**GOAL:** List every line of the data below that contains the string "tool".

**DATA IN THIS EXERCISE:**
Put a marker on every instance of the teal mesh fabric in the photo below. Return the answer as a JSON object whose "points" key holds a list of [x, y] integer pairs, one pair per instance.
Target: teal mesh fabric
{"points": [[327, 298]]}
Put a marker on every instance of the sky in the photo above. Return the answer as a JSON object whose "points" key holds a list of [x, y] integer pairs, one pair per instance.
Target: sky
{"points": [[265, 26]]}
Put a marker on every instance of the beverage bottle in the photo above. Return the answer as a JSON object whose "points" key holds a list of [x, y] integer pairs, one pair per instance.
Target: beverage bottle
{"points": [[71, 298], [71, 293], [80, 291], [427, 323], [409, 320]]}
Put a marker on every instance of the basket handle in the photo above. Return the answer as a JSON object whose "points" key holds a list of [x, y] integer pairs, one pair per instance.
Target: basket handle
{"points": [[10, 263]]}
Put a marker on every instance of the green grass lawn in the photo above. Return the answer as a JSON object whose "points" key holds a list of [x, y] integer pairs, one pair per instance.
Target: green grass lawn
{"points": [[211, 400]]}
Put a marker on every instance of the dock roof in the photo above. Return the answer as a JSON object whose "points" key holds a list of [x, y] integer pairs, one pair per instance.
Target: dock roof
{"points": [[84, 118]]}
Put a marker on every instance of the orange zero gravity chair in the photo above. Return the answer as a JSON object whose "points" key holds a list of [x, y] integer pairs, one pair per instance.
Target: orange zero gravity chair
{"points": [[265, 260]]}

* * *

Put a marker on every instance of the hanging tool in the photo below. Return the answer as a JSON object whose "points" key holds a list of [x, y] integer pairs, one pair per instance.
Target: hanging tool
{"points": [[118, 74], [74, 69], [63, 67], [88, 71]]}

--

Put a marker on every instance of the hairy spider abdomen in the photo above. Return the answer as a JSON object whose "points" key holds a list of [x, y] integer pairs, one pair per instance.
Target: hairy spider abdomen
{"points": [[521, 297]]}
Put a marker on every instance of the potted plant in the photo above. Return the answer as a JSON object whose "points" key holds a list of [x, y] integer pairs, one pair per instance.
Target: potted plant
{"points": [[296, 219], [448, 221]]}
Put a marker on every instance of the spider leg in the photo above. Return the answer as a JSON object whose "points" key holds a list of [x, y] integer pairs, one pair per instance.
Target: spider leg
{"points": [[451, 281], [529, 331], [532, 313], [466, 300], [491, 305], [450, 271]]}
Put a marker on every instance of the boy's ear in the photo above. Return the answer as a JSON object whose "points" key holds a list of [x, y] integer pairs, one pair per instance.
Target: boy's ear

**ANSWER TO THE EXERCISE:**
Put a marker on every instance of the hanging tool in the photo below. Return the answer as a JSON object whose "points" key holds a list of [x, y] integer pairs, one pair per instance.
Target: hanging tool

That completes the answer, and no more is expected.